--- START Selection ---

Now let’s move on to Halloween and black cats. We are promoting cats on Halloween for $31 and black cats for $13. People started telling us all about the Satanic cults out there that adopt to kill the animals. Many shelters won’t adopt out cats at ALL during the ENTIRE MONTH OF OCTOBER!! I want to shake these people. I presented a scenario. Please review:

It is two days before Halloween. An elderly woman walks in. She lost her cat a few weeks ago. He was 21 years old and she had him almost his whole life. She is heart broken. She did everything she could for him and she shows you pictures as she cries. She decided that she needs another cat in her life, life is not the same without one, and since she is older she is looking to adopt a senior cat. You show her your cat rooms and you watch as she wanders from cat to cat, room to room, petting and cooing softly to the cats. After some time, she decides on the cat that has captured her heart. It is Shadow. A black cat. So you go out and tell her to come back in a month or pick a different cat. 

blackcatDoes this make sense to anyone? Really? Because it is close to Halloween and Shadow is a black cat she must be denied. Shelter policy.
HELLO??? HELLO? Does anyone see a HUGE disconnect here?

--- END Selection ---

**Given instruction**
Continue the post about shelters that refuse to adopt out black cats near Halloween, beginning after its last line.

--- START Data segment ---

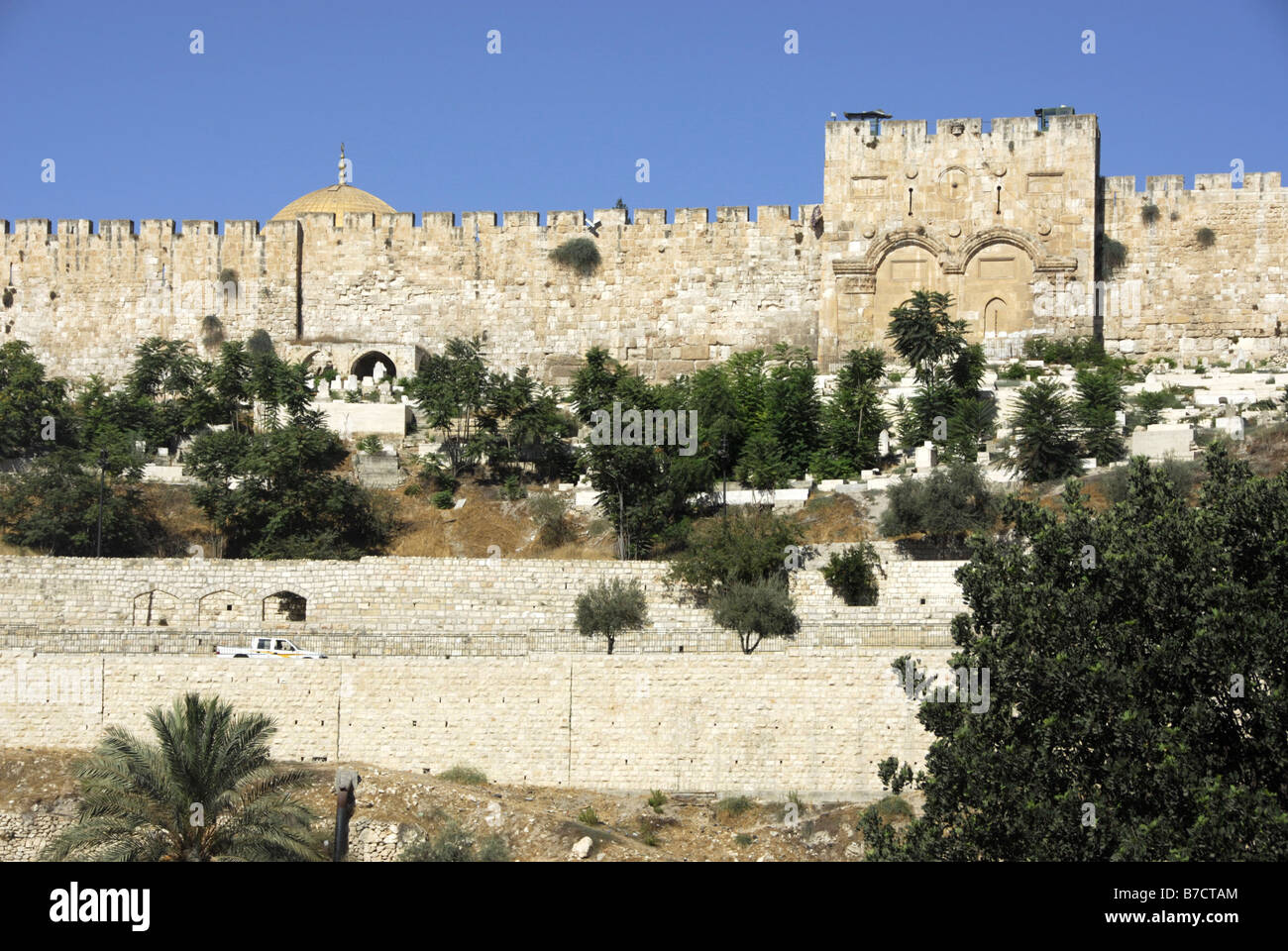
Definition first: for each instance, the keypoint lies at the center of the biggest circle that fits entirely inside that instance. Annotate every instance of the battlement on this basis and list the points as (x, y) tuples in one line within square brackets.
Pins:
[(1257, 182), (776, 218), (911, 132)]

--- END Data segment ---

**Task response**
These sort of archaic policies need to be put to bed and left there. EVERY adoption, every person goes through the SAME process, whether it is Halloween, or Christmas or Easter. The holiday does NOT change that if you have common sense and if your adoption team is decent and educated. If a woman came in dressed as a witch and said she wanted to adopt a black cat, any black cat, it didn’t matter – would you give HER one? or a 15 year old boy? No but they would fail for OTHER reasons having nothing to do with the holiday. The first person because we don’t adopt “ANY” animal to “ANYONE”. We wait to see a connection and love blossoming on the face and a healthy interaction between person and pet. That woman that just wanted “any cat” wouldn’t pass that. And the 15 year old boy? Well, he has to be 21, so he fails automatically.

Additionally animals being harmed at Halloween is mostly a myth. Does it still happen? Sure, just like it does every OTHER day of the week. If we see animals that were tortured on Dec 20 do we say it was a result of the Christmas holiday? In April is it a result of Arbor Day? No, but if it happens anywhere in October it is attributed to Halloween. I have spent considerable time this week researching the number of animal torture, mutilation and abuse cases in the course of a year. Know what I found? That October does NOT show a higher percentage of these at all. The media just HIGHLIGHTS it more. The media also continues to do “Keeping your pet safe on Halloween” stories every single year, but yet statistics show that there are no increased cases of this. In fact more animals are injured, lost or traumatized during July 4! But I worked in media at one point and it was always an assignment every year. Halloween and protecting animals. We never thought to question it, just pulled up archaic stories and gave out tips. People – let these die, they aren’t real. But shelters use these stories to “protect” their animals from adoption.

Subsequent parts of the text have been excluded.